• [Text to read]
....................
Revisiting George Eliot’s Middlemarch

MiddlemarchJust finished reading George Eliot’s Middlemarch a few minutes ago. I actually had read it in grad school, but since that was several decades back, much of it had become a tabula rasa for me in rereading it.

What got me started was New Yorker staff writer Rebecca Mead’s recent memoir, My Life In Middlemarch, that intriguingly offers parallels to Middlemarch gleaned from her own life.

Rereading this novel of 900 pages came easily to me, since I’ve always admired Eliot deeply for her keen mind and “truth of fellow feeling,” expressed movingly in her earlier Adam Bede. I also identify with her painful transition from evangelical piety to fervent humanism. It will be interesting to see if Mead finds affinity with this aspect.

No other writer, apart from John Stuart Mill has influenced me more.

Unfortunately, I suspect Eliot isn’t much read by people today apart from English majors, but that’s a pity since Eliot never fails to deliver on those fundamental truths promoting understanding and tolerance and, consequently, a greater happiness, despite all hell breaking loose around her.
....................
• [Exercise description]
Quote the post about rereading Middlemarch from "Rereading this novel" to "influenced me more.". The records that come next were taken from a different source.

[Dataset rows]
....................
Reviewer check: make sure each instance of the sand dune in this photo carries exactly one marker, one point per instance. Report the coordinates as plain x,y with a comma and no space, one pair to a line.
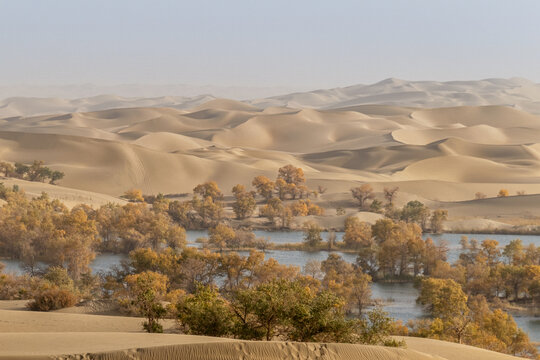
66,335
434,154
516,92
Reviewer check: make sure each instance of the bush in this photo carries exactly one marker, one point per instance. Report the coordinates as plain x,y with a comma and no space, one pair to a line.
....................
• [Expected answer]
Rereading this novel of 900 pages came easily to me, since I’ve always admired Eliot deeply for her keen mind and “truth of fellow feeling,” expressed movingly in her earlier Adam Bede. I also identify with her painful transition from evangelical piety to fervent humanism. It will be interesting to see if Mead finds affinity with this aspect.

No other writer, apart from John Stuart Mill has influenced me more.